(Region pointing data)

━━━━━━━━━━━━━━━━

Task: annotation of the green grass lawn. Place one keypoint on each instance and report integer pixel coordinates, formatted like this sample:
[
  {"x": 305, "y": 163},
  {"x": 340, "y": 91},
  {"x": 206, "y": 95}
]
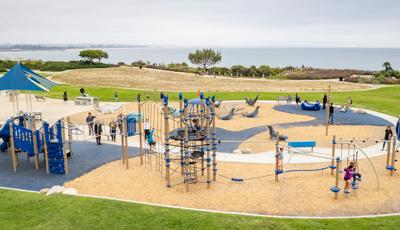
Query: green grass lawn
[
  {"x": 386, "y": 100},
  {"x": 23, "y": 210}
]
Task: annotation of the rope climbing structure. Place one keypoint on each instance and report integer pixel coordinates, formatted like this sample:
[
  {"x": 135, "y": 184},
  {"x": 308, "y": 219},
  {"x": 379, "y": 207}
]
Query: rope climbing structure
[{"x": 186, "y": 141}]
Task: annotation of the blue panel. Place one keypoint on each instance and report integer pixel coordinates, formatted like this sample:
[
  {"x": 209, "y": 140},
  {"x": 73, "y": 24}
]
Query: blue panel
[{"x": 301, "y": 144}]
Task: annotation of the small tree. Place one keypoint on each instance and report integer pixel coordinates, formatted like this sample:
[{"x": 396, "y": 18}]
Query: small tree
[
  {"x": 90, "y": 55},
  {"x": 101, "y": 54},
  {"x": 205, "y": 58},
  {"x": 388, "y": 67}
]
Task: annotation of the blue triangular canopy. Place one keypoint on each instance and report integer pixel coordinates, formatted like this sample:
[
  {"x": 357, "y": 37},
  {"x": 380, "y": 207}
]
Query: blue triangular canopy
[{"x": 20, "y": 77}]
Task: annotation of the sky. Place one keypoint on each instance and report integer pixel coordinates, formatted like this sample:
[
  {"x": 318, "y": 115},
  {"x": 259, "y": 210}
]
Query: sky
[{"x": 239, "y": 23}]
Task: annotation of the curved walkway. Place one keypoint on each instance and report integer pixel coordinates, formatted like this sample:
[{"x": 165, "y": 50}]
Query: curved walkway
[{"x": 269, "y": 157}]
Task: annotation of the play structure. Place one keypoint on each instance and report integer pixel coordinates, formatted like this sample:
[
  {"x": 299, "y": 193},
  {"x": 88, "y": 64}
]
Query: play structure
[
  {"x": 251, "y": 102},
  {"x": 310, "y": 106},
  {"x": 49, "y": 141},
  {"x": 185, "y": 143},
  {"x": 253, "y": 114},
  {"x": 228, "y": 116}
]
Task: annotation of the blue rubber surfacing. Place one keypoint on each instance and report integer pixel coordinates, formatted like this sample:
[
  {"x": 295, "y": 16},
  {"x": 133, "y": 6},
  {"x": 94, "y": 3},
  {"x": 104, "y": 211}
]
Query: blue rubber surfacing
[{"x": 89, "y": 156}]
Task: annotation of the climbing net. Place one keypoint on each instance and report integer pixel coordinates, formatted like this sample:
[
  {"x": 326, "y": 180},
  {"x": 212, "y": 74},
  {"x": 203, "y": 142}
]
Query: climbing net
[{"x": 183, "y": 139}]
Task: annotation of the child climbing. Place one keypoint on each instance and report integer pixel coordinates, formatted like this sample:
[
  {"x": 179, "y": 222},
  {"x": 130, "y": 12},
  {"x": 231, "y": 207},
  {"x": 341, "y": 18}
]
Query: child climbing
[
  {"x": 388, "y": 136},
  {"x": 150, "y": 139},
  {"x": 356, "y": 174},
  {"x": 348, "y": 175},
  {"x": 197, "y": 128}
]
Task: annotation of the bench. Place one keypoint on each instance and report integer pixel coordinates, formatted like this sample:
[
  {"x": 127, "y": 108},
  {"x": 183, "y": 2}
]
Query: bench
[
  {"x": 302, "y": 144},
  {"x": 38, "y": 97},
  {"x": 287, "y": 99}
]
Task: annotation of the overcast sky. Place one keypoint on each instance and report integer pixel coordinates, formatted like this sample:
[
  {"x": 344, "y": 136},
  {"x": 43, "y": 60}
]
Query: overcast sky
[{"x": 349, "y": 23}]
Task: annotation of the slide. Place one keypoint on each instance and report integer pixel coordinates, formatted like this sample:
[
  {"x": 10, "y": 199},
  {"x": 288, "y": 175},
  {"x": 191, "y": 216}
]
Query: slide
[
  {"x": 5, "y": 136},
  {"x": 310, "y": 106}
]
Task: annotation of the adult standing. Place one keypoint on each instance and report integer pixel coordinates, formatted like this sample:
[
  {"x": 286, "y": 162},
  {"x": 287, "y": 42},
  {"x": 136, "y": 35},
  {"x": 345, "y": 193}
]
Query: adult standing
[
  {"x": 98, "y": 130},
  {"x": 298, "y": 101},
  {"x": 388, "y": 136},
  {"x": 349, "y": 102},
  {"x": 146, "y": 128},
  {"x": 119, "y": 122},
  {"x": 324, "y": 101},
  {"x": 113, "y": 129},
  {"x": 331, "y": 112},
  {"x": 65, "y": 97},
  {"x": 89, "y": 120}
]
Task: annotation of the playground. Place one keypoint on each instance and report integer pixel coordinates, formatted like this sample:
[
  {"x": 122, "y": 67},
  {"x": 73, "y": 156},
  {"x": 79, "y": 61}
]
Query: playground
[{"x": 249, "y": 155}]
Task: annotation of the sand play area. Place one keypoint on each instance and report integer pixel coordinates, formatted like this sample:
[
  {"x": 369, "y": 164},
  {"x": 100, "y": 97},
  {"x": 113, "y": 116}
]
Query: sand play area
[
  {"x": 303, "y": 193},
  {"x": 159, "y": 80},
  {"x": 297, "y": 193}
]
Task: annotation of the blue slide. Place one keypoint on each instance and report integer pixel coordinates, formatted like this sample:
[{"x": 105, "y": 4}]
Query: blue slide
[
  {"x": 5, "y": 136},
  {"x": 310, "y": 106}
]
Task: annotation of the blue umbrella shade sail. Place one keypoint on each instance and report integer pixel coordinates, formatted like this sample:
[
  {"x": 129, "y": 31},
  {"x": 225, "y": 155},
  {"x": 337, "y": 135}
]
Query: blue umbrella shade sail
[{"x": 21, "y": 77}]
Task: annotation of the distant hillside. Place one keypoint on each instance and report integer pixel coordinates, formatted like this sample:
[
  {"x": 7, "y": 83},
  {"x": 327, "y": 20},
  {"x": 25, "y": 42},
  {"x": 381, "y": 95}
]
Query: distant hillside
[
  {"x": 35, "y": 47},
  {"x": 326, "y": 73}
]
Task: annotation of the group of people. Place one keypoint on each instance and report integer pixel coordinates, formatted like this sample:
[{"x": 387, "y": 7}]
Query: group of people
[
  {"x": 331, "y": 108},
  {"x": 96, "y": 127},
  {"x": 351, "y": 174}
]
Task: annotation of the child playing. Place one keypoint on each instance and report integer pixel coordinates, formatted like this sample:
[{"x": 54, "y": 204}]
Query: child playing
[
  {"x": 146, "y": 128},
  {"x": 279, "y": 158},
  {"x": 348, "y": 175}
]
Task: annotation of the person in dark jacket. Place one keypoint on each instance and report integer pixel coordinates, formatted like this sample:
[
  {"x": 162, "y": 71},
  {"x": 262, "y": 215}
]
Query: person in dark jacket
[
  {"x": 89, "y": 120},
  {"x": 388, "y": 136},
  {"x": 98, "y": 130}
]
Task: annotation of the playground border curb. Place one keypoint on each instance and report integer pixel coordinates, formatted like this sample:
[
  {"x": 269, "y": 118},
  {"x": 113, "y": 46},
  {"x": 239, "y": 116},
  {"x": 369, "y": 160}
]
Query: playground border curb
[{"x": 219, "y": 211}]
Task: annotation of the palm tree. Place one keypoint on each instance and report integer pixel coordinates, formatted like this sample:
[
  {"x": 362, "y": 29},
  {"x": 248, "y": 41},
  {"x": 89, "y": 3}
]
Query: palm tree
[{"x": 388, "y": 67}]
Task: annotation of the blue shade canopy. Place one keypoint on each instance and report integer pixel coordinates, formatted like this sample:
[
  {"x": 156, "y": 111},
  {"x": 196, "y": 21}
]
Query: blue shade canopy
[{"x": 21, "y": 77}]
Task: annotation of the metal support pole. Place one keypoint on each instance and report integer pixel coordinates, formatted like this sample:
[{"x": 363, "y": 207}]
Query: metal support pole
[
  {"x": 333, "y": 152},
  {"x": 166, "y": 142}
]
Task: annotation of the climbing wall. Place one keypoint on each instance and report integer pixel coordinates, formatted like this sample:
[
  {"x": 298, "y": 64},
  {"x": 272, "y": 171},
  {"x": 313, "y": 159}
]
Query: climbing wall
[{"x": 56, "y": 158}]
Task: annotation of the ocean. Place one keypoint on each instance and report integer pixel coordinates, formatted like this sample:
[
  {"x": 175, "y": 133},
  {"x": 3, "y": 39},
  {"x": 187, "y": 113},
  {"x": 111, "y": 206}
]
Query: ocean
[{"x": 340, "y": 58}]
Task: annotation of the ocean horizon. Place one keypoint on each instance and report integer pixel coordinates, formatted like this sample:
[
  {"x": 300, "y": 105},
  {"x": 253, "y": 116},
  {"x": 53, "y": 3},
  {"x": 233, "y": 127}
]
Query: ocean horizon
[{"x": 318, "y": 57}]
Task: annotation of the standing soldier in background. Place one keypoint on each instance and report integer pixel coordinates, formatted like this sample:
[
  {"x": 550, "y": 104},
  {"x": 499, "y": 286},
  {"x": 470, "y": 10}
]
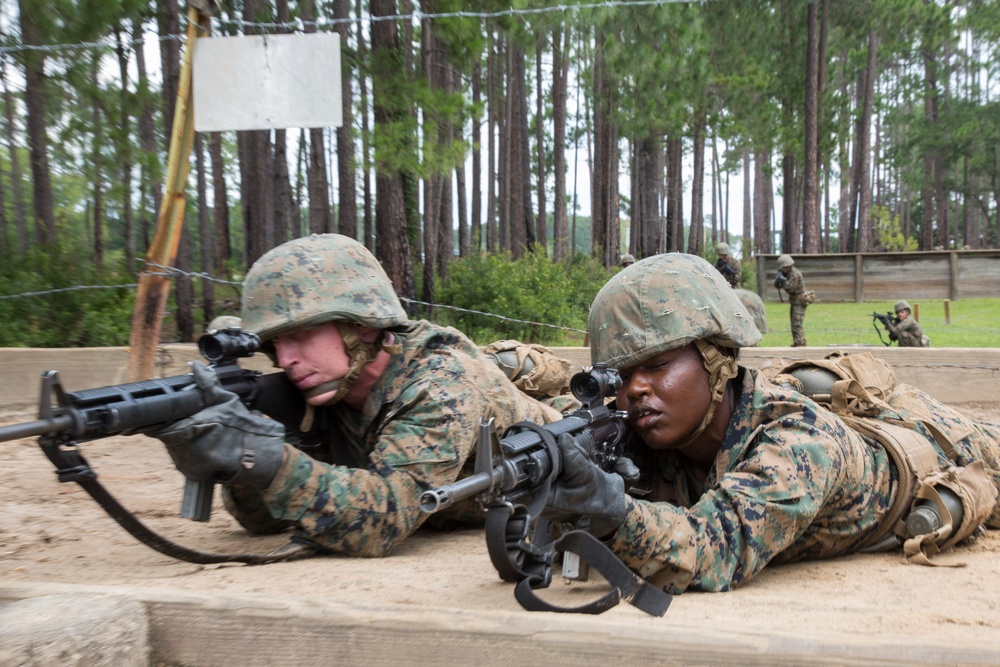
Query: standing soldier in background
[
  {"x": 727, "y": 266},
  {"x": 739, "y": 472},
  {"x": 790, "y": 279},
  {"x": 905, "y": 329}
]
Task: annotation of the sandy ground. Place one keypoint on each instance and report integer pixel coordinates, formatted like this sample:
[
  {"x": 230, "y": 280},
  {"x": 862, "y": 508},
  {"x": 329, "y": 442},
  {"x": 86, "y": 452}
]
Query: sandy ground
[{"x": 52, "y": 533}]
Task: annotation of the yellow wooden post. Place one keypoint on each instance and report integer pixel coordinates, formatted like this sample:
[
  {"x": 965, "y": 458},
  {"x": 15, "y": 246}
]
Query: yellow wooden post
[{"x": 154, "y": 288}]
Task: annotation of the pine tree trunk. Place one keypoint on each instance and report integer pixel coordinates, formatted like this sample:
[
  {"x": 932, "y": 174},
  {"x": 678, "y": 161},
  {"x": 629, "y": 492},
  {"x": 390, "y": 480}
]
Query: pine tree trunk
[
  {"x": 205, "y": 232},
  {"x": 20, "y": 220},
  {"x": 392, "y": 242},
  {"x": 347, "y": 205},
  {"x": 34, "y": 99},
  {"x": 541, "y": 234},
  {"x": 810, "y": 210}
]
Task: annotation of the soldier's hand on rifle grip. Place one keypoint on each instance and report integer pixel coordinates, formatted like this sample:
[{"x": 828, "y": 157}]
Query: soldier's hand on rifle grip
[
  {"x": 583, "y": 489},
  {"x": 224, "y": 442}
]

━━━━━━━━━━━━━━━━

* _ACTION ITEM_: Write out exactly the lines from the line holding "Task: annotation of the pine" through the last line of the data, and nothing besides those lines.

* _RESULT OF THIS EXERCISE_:
Task: annotation of the pine tree trunk. Place one keypoint on each instance and report integer pixel coordinates, formatted like this sample:
[
  {"x": 932, "y": 174},
  {"x": 678, "y": 161},
  {"x": 629, "y": 492},
  {"x": 390, "y": 480}
]
Query: pine tree trunk
[
  {"x": 205, "y": 232},
  {"x": 20, "y": 220},
  {"x": 392, "y": 242},
  {"x": 347, "y": 205},
  {"x": 34, "y": 99},
  {"x": 541, "y": 234},
  {"x": 810, "y": 210}
]
Task: annotation of the soldier's hand on rifle grip. Place one keypoint on each instance and report integer pixel coordinates, formatted like this sample:
[{"x": 828, "y": 157}]
Query: soldier's hand on rifle grip
[
  {"x": 583, "y": 489},
  {"x": 224, "y": 442}
]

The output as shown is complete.